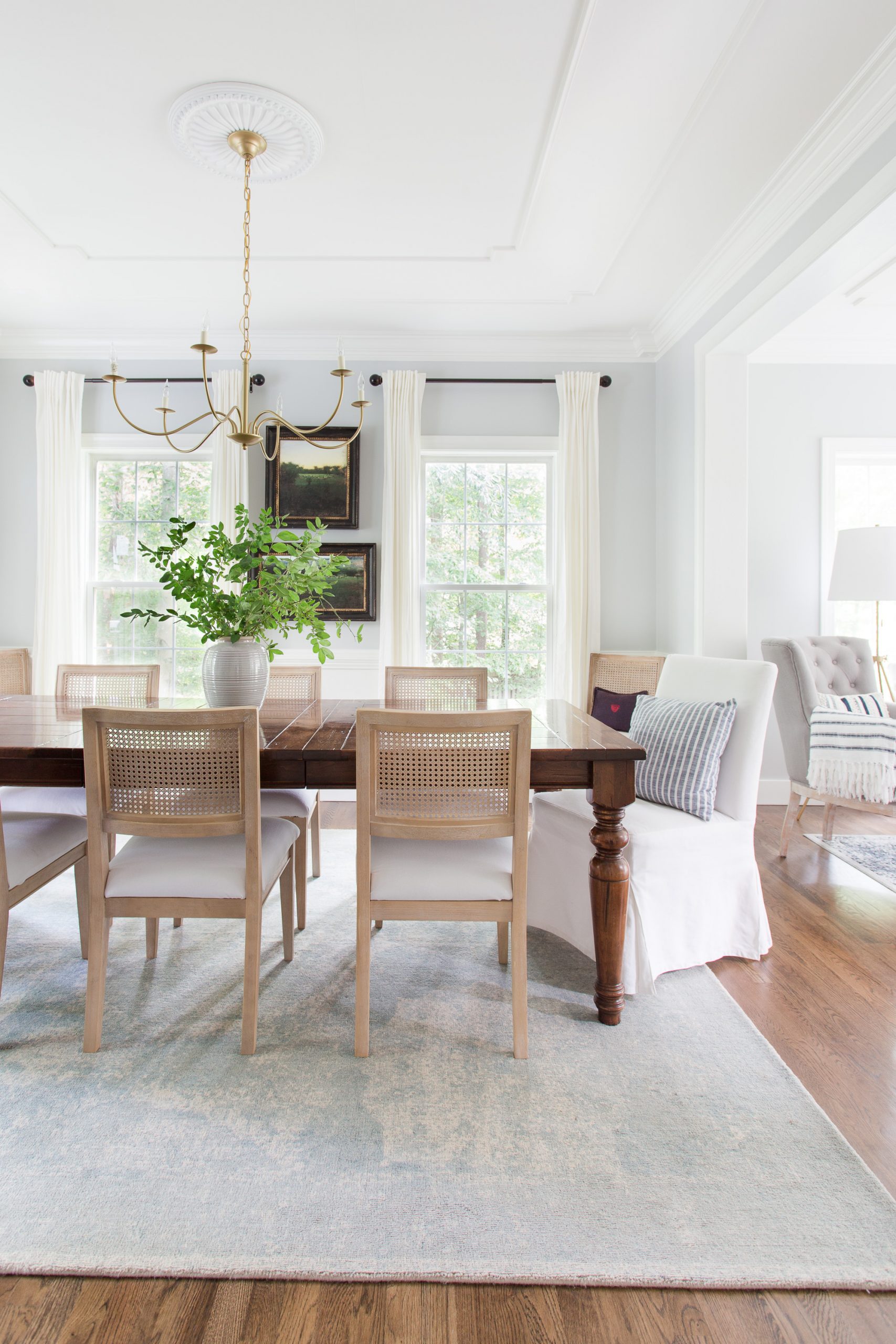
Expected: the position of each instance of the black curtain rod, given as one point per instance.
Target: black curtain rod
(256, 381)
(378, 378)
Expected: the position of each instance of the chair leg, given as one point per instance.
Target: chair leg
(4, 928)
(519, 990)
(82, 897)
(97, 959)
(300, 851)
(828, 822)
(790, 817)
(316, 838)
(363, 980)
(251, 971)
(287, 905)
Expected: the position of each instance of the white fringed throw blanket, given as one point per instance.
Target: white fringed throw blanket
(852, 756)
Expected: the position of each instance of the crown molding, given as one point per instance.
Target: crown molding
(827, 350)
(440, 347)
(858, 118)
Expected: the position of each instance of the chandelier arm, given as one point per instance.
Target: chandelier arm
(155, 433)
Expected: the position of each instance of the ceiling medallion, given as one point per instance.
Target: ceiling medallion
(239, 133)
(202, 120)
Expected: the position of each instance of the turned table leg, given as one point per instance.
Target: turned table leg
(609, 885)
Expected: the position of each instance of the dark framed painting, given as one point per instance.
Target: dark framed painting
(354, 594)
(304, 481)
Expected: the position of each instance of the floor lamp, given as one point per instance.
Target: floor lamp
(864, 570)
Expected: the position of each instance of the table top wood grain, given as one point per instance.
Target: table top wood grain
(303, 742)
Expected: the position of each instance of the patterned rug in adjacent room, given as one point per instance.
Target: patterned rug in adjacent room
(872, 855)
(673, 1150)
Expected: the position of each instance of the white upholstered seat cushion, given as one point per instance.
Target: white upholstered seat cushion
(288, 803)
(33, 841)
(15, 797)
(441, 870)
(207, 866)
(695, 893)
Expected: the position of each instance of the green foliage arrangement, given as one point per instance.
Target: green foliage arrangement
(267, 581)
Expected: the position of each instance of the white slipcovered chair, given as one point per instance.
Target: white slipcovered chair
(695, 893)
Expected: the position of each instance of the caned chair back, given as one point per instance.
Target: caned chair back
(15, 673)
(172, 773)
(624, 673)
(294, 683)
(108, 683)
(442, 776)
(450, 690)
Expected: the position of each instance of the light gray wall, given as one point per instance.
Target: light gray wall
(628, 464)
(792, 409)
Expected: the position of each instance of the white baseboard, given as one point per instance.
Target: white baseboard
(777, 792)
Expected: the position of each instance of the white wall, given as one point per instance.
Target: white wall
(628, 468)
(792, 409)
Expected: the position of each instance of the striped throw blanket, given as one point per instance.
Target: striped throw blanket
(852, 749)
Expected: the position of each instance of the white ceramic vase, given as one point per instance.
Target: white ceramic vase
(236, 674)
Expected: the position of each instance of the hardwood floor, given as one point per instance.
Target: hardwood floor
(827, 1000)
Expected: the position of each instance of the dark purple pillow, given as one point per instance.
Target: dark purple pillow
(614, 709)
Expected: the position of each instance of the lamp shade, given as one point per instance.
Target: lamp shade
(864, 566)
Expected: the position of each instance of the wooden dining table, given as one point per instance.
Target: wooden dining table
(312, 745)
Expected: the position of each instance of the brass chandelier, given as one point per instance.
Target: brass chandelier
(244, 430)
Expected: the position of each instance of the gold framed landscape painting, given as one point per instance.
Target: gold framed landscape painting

# # # # #

* [TASK GOAL] Please rewrite all of the items above with "one point per instance" swapped for "a single point for each instance" and everything else left as is. Omit the pictures from your answer.

* [WRITTEN RESPONSE]
Expected: the position of each instance of the black curtain rod, given as a single point for each instance.
Target: black curtain rod
(256, 381)
(378, 378)
Expected: the position of each instance of the chair leg, given as a single point for each instance.
Target: chair leg
(4, 928)
(519, 990)
(82, 897)
(97, 959)
(300, 851)
(828, 822)
(790, 817)
(316, 838)
(363, 980)
(251, 971)
(287, 905)
Expected: the position of each instance of the white fringed throw blanket, given as a single point for each instance.
Target: white fringed throw blanket
(852, 756)
Expected: the position of each instance of the crown molding, given as a single point for each instance.
Target: crown molding
(827, 350)
(440, 347)
(858, 118)
Expected: the position of each instance of the chandelier arm, given as a single point for each instance.
Target: chandelier arm
(155, 433)
Expected: the position of each instance of the ceiling medallion, given as a single point for each instance.
Target: ceiling medallion
(239, 133)
(202, 120)
Expected: the position of each instance of the turned table leg, given as a single point for each instance.
Target: turned table leg
(609, 885)
Expected: the position of each instance of the dark framed painting, given as a single point for each instance.
Target: dark framed painting
(354, 594)
(304, 481)
Expected: the position of each instance of the floor lamp, given as a single point for each instance.
Target: floor lamp
(864, 570)
Expected: the position of each instance of the table top wood grain, given as a single point for each instance.
Target: table top wood grain
(303, 742)
Expected: the position of each instance of the patterned rug in adjacent room, given as a single point for each instance.
Target: patterned rug in adjacent room
(872, 855)
(673, 1150)
Expected: the position of each instance of the white upholstered seat cushion, given as a single point for each instance.
Target: white upholstered seat cushion
(288, 803)
(33, 841)
(15, 797)
(441, 870)
(207, 866)
(695, 893)
Expected: the position of each instance of the green foliage arrangement, given as a single point for each instance.
Target: green foliage arrangement
(267, 581)
Expected: the position of each instance of the white slipcovered chair, given as a single point for each instance.
Target: white slipcovered chair
(695, 893)
Expected: the position of each instance of the caned chair back, given as a single point for each instance.
Target: caned chair back
(15, 673)
(172, 773)
(624, 673)
(294, 683)
(108, 683)
(442, 776)
(450, 690)
Expected: the position of each instance of the light gray wall, given as a single point for each instance.
Target: light gray wall
(628, 464)
(792, 409)
Expected: the position of each instance of the white baseboard, given as a single point for each instance.
Target: white baseboard
(777, 792)
Expected: the position of each instance of the white wall, given as a single point for each instance.
Target: white wall
(628, 468)
(792, 409)
Expected: the position of each instance of the striped throw blanket, given as a single point for each instance.
Target: striped throw blanket
(852, 749)
Expected: the position of each instance of the white ceramic vase, given as a single point for each instance.
Target: white ceramic vase
(236, 674)
Expected: the position of each instance of the hardwood floor, given as a single point for each instance.
Target: hardwood floor
(827, 1000)
Expected: the position of each instance of the dark purple pillow, given as a single point for each instance.
Target: dark purple pillow
(614, 709)
Expected: the position of each instance of the lamp shade, given as a single point for each instance.
Target: lamp shade
(864, 566)
Expected: the position of each instance of the wooden dining table, given as a single point for each instance.
Target: wooden dining table
(312, 745)
Expected: the position of each instance of the brass chandelier, given as a single point for each instance.
Target: brass chandelier
(244, 430)
Expected: the position of each instance of the gold framed landscape painting, given as a single point for each instance.
Target: gold framed landscape painting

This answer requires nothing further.